## DIRECTIONS FOR THIS TASK
Copy out word for word the stretch of the material from the line containing "Would you mind pointing to the shoulder" through its final line.

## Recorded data
+ + + +

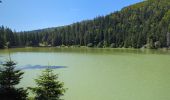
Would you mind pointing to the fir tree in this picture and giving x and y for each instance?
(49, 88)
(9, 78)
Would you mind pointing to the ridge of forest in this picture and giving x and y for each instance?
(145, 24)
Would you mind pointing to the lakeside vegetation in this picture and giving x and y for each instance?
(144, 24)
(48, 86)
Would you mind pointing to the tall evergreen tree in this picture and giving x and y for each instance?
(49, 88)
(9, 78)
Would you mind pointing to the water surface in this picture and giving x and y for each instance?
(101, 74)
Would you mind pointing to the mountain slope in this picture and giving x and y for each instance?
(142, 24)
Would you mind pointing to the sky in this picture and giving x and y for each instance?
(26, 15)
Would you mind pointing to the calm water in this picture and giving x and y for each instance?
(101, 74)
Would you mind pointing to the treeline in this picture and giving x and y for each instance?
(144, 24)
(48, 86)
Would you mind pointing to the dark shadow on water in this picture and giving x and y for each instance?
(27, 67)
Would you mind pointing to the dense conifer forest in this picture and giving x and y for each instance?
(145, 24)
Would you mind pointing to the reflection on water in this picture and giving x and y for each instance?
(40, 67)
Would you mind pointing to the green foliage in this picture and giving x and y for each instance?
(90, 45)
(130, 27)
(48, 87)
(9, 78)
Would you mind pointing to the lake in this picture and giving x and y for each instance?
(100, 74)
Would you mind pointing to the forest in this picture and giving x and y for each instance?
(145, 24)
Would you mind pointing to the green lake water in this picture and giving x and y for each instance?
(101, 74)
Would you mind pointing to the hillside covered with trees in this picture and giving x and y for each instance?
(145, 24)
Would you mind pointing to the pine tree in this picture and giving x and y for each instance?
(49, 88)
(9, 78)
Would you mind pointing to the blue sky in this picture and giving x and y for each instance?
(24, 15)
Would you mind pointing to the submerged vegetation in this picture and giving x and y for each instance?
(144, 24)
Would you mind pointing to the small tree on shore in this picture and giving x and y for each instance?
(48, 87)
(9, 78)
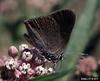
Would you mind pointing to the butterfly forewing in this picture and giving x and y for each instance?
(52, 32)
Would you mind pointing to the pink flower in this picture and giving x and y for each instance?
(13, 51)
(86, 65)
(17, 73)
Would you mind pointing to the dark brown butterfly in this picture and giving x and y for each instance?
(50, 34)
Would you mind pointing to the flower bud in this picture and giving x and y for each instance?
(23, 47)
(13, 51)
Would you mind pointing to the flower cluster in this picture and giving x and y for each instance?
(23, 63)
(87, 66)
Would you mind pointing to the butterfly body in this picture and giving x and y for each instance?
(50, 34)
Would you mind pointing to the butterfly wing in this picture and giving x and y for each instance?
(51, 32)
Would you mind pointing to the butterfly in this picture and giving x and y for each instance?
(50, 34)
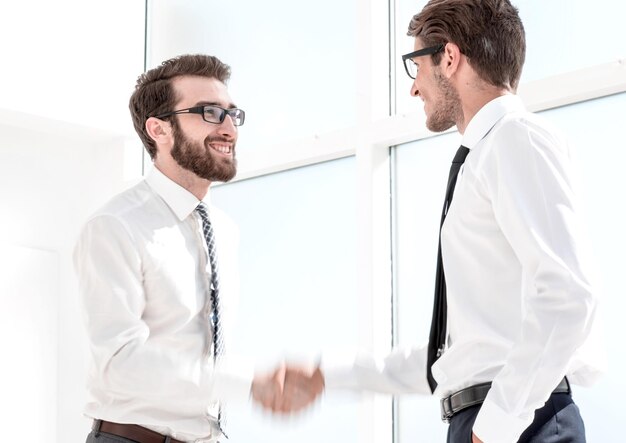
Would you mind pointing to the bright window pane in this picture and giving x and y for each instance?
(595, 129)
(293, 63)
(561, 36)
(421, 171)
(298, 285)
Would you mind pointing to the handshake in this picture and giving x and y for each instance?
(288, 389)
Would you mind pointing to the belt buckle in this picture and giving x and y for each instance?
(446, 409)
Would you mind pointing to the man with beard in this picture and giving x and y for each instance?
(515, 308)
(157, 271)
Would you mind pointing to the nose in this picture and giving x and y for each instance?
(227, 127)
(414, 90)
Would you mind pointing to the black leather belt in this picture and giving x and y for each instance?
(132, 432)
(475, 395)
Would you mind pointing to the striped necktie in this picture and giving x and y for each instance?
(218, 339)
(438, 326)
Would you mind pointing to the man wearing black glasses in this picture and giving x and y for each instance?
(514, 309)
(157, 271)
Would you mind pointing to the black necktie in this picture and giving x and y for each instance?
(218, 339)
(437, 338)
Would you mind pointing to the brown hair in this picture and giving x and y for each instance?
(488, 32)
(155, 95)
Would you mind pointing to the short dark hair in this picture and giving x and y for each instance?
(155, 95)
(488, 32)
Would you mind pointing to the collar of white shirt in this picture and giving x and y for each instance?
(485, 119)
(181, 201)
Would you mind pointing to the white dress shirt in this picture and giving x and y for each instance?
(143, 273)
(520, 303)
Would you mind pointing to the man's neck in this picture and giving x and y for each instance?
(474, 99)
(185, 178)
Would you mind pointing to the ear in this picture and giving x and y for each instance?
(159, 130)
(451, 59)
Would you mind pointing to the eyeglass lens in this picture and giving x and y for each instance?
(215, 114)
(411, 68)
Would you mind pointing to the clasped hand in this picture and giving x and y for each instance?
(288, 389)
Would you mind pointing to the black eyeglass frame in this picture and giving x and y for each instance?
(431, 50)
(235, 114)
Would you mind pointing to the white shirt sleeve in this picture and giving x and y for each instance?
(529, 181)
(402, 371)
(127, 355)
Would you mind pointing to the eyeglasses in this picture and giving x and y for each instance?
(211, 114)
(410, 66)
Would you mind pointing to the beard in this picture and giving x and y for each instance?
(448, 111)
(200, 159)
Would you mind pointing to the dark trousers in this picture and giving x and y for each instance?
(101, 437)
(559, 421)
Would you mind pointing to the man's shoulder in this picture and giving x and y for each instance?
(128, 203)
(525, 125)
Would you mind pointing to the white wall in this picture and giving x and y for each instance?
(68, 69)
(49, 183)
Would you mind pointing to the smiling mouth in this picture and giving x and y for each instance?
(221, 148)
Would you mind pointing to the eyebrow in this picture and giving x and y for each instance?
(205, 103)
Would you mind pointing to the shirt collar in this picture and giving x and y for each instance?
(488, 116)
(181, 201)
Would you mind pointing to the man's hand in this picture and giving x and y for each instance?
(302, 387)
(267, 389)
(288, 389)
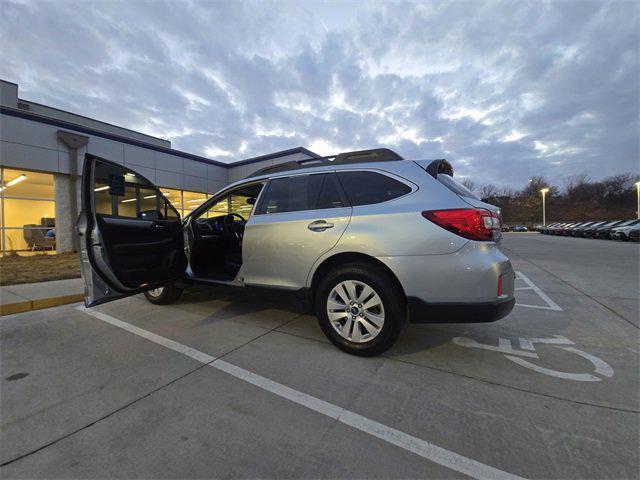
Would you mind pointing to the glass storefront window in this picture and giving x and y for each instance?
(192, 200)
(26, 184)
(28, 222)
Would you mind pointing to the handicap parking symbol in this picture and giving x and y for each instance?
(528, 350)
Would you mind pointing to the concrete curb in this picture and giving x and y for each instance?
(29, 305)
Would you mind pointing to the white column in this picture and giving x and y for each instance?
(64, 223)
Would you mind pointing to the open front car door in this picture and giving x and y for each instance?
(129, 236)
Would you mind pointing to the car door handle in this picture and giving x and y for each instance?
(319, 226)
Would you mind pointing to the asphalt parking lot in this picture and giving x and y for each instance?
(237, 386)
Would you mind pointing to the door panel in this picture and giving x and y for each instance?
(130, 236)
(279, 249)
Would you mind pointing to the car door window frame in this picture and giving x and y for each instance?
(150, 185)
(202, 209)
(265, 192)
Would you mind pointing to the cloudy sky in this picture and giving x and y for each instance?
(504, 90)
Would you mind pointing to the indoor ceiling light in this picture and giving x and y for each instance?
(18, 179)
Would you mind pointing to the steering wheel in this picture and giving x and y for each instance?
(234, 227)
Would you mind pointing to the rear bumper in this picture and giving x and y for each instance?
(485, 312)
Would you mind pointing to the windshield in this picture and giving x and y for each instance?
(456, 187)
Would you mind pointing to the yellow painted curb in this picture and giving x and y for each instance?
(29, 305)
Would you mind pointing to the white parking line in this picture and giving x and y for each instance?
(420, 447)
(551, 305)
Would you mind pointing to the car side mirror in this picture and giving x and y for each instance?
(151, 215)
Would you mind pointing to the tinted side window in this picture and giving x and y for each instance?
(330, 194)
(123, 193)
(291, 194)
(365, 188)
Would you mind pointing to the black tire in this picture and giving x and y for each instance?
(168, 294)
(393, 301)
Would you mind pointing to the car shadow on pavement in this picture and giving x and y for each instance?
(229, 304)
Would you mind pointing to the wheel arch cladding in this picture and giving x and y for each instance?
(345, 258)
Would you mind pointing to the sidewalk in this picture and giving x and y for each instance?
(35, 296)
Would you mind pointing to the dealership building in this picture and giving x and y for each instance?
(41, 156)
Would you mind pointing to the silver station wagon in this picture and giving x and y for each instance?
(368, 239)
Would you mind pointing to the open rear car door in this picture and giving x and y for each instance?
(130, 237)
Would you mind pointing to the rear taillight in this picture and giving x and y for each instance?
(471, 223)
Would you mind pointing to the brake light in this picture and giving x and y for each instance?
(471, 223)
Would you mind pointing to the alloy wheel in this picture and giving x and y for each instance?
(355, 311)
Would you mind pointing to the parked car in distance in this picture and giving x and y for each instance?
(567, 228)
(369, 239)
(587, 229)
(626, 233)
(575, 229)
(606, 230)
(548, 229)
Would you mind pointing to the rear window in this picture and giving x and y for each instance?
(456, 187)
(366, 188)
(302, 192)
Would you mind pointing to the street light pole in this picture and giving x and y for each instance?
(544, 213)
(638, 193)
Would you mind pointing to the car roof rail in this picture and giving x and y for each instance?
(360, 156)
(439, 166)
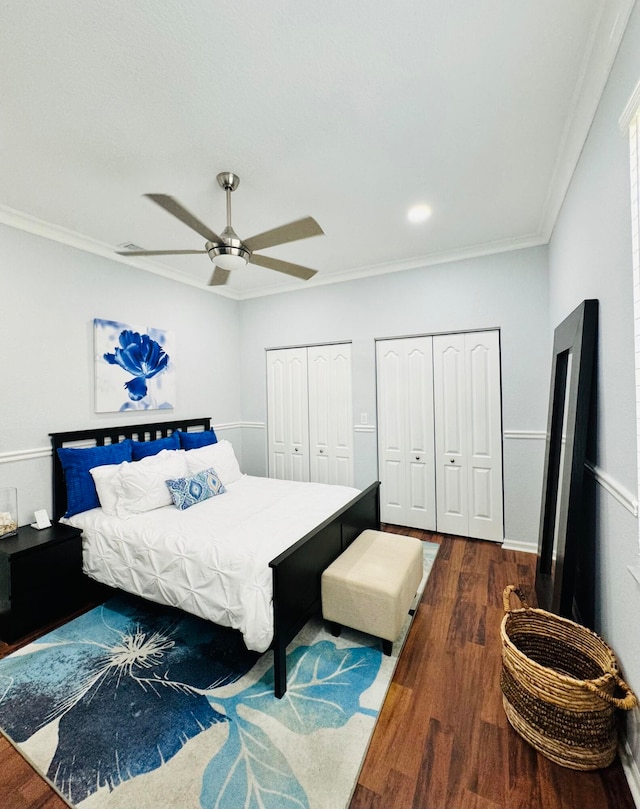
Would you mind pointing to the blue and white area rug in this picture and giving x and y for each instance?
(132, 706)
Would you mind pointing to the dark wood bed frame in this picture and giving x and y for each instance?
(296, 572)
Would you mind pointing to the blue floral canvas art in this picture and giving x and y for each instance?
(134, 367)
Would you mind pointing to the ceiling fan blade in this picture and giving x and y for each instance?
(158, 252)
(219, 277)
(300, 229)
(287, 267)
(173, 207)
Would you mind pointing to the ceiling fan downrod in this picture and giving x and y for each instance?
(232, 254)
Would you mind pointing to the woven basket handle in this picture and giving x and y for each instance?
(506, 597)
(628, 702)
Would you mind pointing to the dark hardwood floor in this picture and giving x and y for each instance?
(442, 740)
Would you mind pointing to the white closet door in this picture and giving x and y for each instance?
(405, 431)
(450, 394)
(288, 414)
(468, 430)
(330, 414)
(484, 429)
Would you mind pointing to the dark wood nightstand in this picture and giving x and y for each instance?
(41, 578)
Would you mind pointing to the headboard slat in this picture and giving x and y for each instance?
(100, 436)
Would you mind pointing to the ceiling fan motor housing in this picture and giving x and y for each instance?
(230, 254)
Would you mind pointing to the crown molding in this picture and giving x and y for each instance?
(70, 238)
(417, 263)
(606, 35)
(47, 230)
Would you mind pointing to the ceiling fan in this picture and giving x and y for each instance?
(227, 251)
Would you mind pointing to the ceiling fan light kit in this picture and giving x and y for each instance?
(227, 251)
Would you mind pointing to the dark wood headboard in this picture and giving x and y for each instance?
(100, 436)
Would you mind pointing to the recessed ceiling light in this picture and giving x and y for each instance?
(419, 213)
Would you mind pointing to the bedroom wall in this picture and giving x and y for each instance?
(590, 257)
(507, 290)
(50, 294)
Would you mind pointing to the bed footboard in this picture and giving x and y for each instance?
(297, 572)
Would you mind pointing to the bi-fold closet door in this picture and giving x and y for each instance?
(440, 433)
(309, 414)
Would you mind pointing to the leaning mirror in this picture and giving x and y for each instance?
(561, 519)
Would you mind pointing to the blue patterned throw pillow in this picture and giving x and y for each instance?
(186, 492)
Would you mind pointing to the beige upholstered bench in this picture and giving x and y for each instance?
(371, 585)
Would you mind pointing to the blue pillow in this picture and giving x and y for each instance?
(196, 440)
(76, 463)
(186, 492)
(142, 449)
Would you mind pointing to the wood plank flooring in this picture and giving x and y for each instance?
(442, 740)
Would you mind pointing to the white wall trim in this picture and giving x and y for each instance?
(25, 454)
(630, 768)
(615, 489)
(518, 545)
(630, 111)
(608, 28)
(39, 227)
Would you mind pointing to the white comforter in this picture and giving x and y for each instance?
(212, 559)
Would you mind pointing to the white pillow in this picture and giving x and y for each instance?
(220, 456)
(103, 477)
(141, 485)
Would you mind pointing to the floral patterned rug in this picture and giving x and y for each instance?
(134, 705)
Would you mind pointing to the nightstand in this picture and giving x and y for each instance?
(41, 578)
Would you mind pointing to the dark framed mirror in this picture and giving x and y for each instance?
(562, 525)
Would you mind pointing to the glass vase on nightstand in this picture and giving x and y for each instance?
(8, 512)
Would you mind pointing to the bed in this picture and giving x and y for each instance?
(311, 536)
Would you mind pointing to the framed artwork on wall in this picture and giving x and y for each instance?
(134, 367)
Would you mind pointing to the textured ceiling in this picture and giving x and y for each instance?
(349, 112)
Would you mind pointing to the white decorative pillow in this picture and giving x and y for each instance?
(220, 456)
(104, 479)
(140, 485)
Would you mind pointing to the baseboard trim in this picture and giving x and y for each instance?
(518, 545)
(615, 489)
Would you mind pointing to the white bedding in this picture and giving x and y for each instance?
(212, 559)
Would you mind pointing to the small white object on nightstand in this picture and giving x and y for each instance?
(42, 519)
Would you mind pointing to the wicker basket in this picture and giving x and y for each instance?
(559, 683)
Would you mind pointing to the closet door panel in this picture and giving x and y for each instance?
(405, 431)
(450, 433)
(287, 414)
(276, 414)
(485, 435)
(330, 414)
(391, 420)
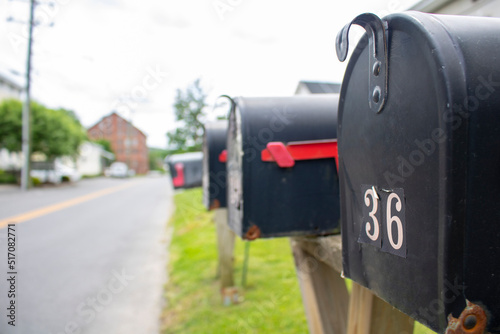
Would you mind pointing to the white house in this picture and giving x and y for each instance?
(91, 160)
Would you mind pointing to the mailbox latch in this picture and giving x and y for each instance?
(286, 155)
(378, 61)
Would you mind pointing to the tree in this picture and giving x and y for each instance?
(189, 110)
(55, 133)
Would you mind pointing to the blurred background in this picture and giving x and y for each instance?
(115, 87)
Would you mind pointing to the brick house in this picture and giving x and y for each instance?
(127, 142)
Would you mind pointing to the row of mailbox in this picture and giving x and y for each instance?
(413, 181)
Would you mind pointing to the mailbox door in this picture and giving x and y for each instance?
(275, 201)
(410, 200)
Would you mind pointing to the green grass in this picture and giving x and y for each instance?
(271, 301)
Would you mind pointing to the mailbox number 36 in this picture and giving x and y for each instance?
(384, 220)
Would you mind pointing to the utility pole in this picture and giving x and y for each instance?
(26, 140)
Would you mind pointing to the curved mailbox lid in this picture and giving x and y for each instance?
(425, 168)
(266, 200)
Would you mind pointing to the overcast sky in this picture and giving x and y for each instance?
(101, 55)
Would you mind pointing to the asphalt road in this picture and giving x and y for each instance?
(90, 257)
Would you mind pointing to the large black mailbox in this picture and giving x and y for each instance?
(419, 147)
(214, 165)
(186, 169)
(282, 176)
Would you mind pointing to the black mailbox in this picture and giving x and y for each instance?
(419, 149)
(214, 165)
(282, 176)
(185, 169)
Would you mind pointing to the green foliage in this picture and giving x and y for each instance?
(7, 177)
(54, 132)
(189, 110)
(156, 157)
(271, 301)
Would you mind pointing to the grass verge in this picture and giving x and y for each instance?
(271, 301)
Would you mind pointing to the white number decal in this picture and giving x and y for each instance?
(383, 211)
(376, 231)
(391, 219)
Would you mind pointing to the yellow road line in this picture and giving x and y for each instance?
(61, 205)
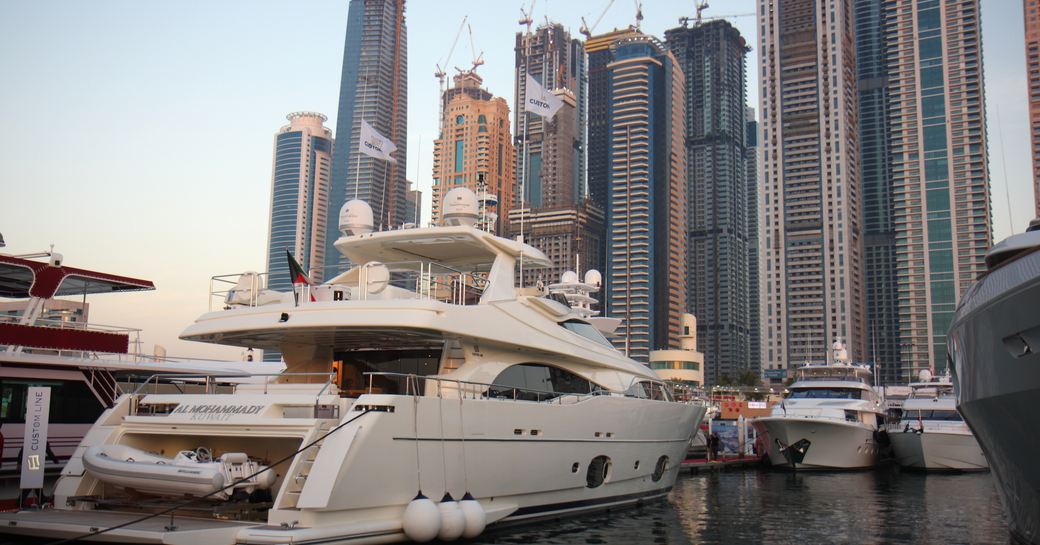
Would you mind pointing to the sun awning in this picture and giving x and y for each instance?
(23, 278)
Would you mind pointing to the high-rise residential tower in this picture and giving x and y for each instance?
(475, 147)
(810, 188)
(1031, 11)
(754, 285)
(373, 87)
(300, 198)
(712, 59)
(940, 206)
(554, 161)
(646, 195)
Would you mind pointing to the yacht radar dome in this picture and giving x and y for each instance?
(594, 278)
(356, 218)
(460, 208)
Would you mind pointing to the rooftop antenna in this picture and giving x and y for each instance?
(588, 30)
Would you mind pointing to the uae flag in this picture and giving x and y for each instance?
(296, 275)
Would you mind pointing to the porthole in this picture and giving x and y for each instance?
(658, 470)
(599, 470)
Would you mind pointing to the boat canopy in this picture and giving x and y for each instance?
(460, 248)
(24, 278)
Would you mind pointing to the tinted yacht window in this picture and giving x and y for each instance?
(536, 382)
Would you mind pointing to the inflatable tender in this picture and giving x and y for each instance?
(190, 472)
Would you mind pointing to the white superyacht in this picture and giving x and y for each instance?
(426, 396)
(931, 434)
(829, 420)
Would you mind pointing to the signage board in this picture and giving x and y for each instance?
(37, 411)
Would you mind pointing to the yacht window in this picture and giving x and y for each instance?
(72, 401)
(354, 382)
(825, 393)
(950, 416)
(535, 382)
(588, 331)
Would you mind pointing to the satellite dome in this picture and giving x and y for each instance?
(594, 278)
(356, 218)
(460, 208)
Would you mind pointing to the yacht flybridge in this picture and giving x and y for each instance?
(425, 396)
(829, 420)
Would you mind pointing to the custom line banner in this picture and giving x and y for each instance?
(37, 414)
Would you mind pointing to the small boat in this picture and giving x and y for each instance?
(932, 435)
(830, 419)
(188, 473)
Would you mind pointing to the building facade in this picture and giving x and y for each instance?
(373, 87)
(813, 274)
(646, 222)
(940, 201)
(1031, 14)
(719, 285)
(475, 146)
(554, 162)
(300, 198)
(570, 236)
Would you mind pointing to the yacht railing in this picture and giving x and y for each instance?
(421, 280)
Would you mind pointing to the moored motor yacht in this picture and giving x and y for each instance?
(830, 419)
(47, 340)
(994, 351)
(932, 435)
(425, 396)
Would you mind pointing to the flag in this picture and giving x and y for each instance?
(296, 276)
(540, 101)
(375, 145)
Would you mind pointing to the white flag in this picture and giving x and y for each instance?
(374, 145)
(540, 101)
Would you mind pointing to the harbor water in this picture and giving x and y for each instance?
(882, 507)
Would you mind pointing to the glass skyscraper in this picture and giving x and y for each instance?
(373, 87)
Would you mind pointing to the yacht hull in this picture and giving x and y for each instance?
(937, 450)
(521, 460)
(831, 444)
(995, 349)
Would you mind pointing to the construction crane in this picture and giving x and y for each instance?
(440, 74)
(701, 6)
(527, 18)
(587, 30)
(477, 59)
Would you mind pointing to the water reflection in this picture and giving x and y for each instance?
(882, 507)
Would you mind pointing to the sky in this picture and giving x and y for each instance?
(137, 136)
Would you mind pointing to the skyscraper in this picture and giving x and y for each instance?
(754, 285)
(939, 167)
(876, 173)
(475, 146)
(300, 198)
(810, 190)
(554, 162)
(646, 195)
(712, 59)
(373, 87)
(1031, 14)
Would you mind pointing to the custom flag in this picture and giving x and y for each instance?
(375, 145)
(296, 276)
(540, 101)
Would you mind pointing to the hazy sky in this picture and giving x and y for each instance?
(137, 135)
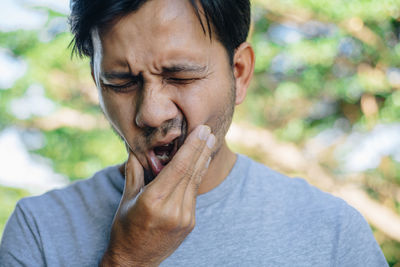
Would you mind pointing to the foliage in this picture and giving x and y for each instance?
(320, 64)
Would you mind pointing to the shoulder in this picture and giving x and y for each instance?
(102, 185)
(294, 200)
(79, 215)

+ + + +

## EXERCISE OUTPUT
Would you mind pointing to the shoulder in this picture and giving x and y for each instance?
(102, 185)
(294, 200)
(79, 215)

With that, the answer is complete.